[EXCERPT TO READ Boundary: Start]

WASHINGTON-- After a disappointing verdict that left some of the worst provisions of Alabama's immigration law HB 56 in effect, the federal government is finding itself ever more deeply entangled in a complicated legal thicket as it tries to figure out how to keep the list of states with their own immigration laws from continuing to grow. The clash of powers may advance all the way to the Supreme Court--exactly where the champions of these restrictive laws have been trying to get for the past two years.
In fact, this past Friday the Department of Justice appealed the decision of Alabama district federal judge Sharon Lovelace Blackburn. A few days earlier, at an online discussion with Spanish media, President Barack Obama reiterated that the United States needs to avoid having a patchwork of 50 immigration laws--and therefore needs to pass comprehensive immigration reform.
But the debate over the wave of state immigration laws in the absence of such reform has turned into another blame game--while civil rights, our economy, and our moral fiber pay the price.
The federal government argues (correctly) that enforcing immigration laws is a federal matter. For their part, those promoting and defending these state laws say they're acting because the federal government has failed in its responsibility to enforce the laws, and they see a need to fill the gap
However, as we saw with Arizona's SB 1070--and even more with Alabama's HB 56, which is "SB 1070 on steroids"--these state laws go much further than mere frustration with the federal government. Anyone can see that these laws are discriminatory and unconstitutional, not to mention racially motivated.
To try to combat undocumented immigration by trampling on constitutional rights and encouraging racial profiling, as these laws do, is shameful. Such tactics can affect everyone--including citizens and legal residents.
The tears and anxiety among U.S.-born Hispanic students in Alabama, afraid that their undocumented parents would be identified, detained, and deported, are absolutely unjustifiable. Univision News interviewed a young boy, Damián, who was scared because his mother was undocumented. He summed it up clearly:
"I wanted to be a biologist, but now that dream is meaningless. I'm an American citizen, but what use is that? My family is here, but I can't be here without her, and they're going to take her away from me."
This is what the federal judge in Alabama green-lighted: one of the worst provisions in the law requires elementary and secondary schools to collect information about the immigration status of all new students and their parents. But even students who have already enrolled are now considering not coming to school anymore, out of fear of becoming the victims of discrimination or because their parents are undocumented. This provision violates the right of all children to get an education independent of their immigration status.

[EXCERPT TO READ Boundary: End]

• _WHAT YOU HAVE TO DO_: Reproduce, word for word, the passage of the article on Alabama's immigration law starting at "But the debate" and ending at "pay the price.".

[INFORMATION GIVEN Boundary: Start]

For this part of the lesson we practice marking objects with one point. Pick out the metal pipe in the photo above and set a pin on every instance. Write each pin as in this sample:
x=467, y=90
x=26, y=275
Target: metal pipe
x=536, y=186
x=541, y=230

[INFORMATION GIVEN Boundary: End]
[INFORMATION GIVEN Boundary: Start]

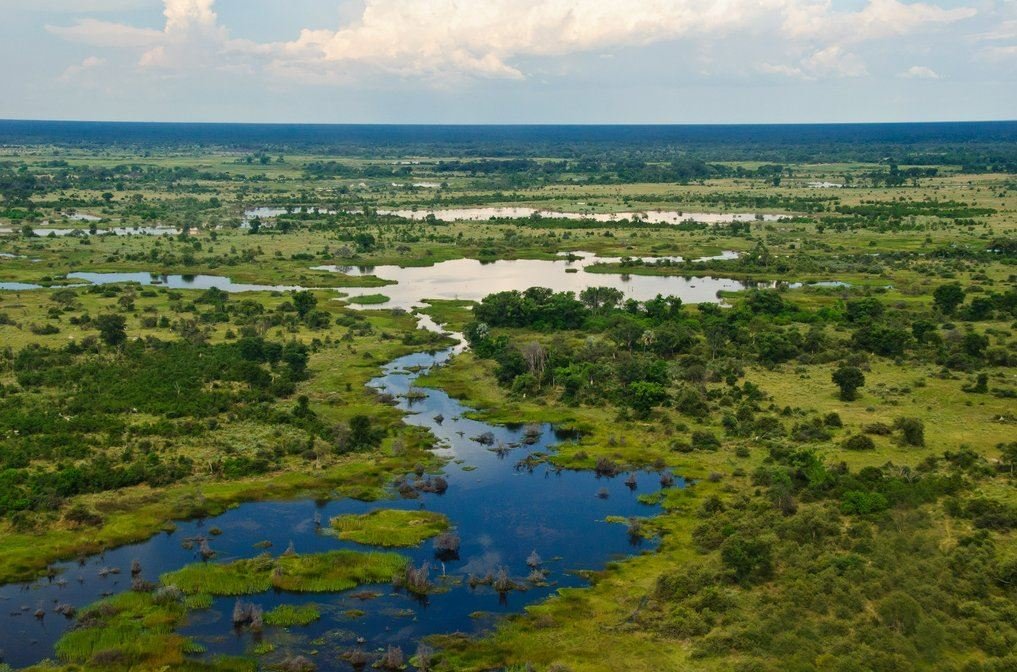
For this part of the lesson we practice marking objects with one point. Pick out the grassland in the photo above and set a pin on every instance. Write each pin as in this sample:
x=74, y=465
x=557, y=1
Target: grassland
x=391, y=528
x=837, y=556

[INFORMATION GIVEN Boundary: End]

• _OUTPUT FOR THIS TASK_:
But the debate over the wave of state immigration laws in the absence of such reform has turned into another blame game--while civil rights, our economy, and our moral fiber pay the price.